:: THE RECORDS ::

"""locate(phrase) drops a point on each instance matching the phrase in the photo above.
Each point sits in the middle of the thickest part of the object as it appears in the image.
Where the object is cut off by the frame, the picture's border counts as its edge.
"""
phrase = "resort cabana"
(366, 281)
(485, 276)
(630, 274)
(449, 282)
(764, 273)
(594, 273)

:::

[PROBLEM STATEMENT] Take the lines above and print them exactly.

[OUTPUT OF THE EXERCISE]
"""locate(phrase) drops a point on each instance matching the phrase in the photo above.
Each point sits in the middle of the thickest part of the object as it appears in the image.
Where the object is cut off by the frame, the picture's border counts as its edge.
"""
phrase = "resort cabana"
(366, 281)
(485, 276)
(630, 274)
(449, 282)
(764, 273)
(594, 273)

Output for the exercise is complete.